TASK GOAL: Identify each line in the records that contains the word "limestone" and copy it out in full. Case counts, so match capitalization precisely.
● ● ● ●
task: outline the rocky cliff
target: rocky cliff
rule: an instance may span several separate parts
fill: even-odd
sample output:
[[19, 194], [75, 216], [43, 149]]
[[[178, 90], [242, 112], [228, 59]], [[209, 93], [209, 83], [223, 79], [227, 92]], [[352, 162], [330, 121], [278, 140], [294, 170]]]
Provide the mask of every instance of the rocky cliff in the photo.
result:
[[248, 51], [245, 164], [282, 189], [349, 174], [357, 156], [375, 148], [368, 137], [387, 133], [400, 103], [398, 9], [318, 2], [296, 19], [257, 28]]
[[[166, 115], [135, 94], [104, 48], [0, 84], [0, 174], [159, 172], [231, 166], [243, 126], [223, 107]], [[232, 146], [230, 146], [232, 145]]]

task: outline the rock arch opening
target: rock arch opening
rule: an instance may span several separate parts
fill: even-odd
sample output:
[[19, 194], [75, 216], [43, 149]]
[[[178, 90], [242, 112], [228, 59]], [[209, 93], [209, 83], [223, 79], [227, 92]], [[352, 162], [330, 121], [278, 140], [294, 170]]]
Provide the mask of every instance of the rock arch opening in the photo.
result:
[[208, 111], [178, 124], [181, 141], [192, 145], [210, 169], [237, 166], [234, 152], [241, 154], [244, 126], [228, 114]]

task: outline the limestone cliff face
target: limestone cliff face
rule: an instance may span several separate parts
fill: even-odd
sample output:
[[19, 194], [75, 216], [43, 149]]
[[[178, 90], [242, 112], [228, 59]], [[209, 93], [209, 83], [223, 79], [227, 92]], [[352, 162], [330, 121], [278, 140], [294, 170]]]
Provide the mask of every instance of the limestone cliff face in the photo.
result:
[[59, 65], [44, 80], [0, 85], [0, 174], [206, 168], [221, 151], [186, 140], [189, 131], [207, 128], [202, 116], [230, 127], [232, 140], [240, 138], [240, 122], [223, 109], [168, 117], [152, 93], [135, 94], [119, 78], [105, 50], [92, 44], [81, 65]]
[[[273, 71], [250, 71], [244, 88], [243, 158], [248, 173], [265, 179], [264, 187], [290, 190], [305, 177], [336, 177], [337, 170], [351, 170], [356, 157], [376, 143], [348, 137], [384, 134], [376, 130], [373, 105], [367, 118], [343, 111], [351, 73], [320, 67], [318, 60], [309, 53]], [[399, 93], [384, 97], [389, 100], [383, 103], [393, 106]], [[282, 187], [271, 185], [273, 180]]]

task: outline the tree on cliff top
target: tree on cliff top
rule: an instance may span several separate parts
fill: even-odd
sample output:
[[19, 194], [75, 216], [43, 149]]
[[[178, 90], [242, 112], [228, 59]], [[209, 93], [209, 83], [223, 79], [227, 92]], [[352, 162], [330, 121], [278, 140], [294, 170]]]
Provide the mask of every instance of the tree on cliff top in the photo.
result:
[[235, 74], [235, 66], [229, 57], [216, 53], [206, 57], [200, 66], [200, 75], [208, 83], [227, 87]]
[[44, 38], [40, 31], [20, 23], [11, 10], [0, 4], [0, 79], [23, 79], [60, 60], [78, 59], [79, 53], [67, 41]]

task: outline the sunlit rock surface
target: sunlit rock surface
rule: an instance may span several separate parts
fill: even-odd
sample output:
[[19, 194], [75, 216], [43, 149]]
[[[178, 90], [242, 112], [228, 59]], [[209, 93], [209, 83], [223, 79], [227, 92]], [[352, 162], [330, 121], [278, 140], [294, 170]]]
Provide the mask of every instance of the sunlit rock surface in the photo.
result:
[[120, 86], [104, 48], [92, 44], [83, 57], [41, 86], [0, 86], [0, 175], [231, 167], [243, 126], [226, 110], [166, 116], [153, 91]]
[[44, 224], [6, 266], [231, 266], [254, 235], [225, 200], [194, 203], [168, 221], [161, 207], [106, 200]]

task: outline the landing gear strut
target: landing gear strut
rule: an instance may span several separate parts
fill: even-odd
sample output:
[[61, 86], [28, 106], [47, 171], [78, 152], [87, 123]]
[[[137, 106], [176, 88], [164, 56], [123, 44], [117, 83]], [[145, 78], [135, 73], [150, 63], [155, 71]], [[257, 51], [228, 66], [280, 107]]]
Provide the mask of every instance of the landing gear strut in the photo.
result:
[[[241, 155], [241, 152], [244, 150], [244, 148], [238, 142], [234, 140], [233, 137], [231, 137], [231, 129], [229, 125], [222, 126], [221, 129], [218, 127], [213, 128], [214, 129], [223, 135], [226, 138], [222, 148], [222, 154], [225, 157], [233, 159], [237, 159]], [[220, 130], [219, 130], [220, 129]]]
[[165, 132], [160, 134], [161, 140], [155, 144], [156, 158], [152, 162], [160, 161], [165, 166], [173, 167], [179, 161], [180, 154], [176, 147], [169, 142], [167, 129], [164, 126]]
● ● ● ●
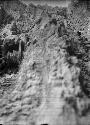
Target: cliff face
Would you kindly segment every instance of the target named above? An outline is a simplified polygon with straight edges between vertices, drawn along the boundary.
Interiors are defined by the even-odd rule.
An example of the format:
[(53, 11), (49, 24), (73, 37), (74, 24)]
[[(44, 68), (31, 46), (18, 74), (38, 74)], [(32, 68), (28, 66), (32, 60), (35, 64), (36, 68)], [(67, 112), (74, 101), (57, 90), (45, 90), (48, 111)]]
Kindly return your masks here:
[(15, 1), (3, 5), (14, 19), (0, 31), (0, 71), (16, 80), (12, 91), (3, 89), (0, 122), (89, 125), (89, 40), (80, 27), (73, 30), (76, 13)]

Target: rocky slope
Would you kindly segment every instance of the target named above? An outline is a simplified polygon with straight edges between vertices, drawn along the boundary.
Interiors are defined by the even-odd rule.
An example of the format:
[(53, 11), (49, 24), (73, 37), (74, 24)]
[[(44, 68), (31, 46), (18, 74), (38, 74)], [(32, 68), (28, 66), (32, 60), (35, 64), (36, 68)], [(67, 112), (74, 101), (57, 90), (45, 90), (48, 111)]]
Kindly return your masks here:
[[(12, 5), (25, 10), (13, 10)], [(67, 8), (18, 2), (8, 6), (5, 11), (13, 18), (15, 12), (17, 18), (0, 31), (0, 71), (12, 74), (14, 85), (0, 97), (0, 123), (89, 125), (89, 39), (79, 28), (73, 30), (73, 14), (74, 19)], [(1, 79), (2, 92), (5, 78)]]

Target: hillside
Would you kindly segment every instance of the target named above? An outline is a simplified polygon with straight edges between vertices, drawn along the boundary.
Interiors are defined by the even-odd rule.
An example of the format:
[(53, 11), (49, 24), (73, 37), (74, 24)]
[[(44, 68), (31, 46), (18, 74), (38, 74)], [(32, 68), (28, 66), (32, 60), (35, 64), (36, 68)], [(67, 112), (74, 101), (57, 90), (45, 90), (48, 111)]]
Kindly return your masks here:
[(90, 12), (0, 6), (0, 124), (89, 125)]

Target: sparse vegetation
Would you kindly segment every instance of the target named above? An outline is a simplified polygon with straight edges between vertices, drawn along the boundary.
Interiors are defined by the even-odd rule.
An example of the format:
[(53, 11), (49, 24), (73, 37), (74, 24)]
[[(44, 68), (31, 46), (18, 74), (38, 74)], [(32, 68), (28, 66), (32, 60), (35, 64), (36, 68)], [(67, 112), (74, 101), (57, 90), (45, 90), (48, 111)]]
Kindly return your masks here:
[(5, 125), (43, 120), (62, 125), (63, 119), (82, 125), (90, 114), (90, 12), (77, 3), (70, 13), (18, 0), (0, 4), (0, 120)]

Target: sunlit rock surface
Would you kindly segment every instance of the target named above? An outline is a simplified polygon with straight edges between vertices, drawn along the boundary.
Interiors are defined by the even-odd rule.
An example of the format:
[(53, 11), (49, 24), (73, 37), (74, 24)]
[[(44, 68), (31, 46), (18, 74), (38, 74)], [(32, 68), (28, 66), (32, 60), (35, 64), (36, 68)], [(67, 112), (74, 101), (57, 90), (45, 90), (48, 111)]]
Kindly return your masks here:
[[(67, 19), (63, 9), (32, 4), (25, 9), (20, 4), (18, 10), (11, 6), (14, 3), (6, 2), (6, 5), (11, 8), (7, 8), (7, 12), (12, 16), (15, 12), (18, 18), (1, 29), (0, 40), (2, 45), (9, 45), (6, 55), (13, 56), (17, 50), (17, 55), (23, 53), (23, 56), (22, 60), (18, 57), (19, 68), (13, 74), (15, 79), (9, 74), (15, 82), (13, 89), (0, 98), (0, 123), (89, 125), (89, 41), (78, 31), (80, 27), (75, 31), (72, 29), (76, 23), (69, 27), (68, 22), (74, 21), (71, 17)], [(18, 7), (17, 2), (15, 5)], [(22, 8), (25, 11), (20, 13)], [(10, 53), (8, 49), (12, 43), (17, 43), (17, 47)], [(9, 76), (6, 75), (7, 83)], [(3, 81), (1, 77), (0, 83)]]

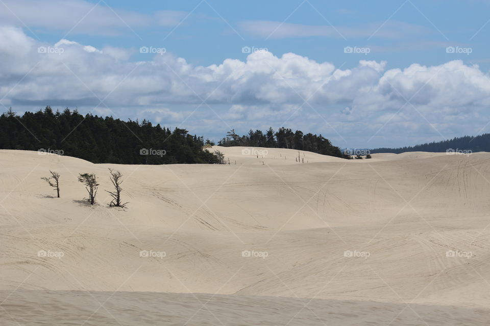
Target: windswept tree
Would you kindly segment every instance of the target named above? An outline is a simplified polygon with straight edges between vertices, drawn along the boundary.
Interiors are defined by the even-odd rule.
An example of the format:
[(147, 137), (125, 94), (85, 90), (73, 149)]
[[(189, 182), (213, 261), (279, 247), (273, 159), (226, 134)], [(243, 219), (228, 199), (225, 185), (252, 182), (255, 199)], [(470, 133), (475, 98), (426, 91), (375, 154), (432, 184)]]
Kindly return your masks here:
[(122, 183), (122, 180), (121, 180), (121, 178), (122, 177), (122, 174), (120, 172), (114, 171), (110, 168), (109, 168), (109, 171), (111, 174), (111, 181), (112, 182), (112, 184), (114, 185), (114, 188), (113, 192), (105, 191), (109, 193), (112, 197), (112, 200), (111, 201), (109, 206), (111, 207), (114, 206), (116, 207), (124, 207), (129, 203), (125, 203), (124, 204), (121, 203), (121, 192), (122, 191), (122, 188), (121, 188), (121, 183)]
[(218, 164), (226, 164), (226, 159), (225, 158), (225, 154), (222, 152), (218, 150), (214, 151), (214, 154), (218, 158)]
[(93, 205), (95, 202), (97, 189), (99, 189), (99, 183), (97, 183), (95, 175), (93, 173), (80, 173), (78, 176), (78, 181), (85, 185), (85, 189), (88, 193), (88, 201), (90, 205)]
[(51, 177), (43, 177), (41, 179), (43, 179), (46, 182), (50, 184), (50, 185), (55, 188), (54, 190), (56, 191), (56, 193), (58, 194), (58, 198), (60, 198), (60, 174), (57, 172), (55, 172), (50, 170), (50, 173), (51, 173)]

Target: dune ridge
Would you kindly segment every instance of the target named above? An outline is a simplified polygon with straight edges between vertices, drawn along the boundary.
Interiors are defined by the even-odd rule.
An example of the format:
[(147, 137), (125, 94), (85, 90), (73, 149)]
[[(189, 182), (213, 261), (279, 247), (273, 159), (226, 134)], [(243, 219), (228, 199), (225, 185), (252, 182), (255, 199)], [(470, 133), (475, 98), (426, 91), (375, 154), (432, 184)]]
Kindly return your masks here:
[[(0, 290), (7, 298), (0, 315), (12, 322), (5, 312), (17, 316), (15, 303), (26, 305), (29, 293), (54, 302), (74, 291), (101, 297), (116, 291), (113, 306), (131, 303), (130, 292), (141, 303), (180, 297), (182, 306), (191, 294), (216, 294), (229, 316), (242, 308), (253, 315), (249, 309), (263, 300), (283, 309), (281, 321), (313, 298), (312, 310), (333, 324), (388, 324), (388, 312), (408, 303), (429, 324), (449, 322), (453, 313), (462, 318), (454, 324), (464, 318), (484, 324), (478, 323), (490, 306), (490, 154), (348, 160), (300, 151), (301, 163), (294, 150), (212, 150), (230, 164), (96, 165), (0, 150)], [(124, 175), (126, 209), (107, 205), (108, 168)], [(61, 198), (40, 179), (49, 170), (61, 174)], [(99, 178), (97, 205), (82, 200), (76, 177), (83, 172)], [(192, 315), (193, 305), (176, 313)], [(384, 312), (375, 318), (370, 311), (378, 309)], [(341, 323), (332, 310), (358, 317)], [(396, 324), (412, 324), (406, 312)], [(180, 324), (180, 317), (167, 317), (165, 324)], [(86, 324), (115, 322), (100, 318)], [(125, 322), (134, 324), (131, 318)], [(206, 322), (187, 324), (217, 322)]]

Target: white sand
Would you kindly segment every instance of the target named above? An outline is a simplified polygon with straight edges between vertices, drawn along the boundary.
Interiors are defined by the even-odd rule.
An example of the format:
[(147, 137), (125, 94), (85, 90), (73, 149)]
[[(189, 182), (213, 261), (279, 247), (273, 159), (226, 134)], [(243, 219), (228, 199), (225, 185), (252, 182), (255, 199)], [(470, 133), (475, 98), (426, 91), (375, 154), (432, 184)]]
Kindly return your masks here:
● ● ● ●
OUTPUT BELOW:
task: outline the limestone cliff face
target: limestone cliff face
Provide the mask of every instance of the limestone cliff face in the photo.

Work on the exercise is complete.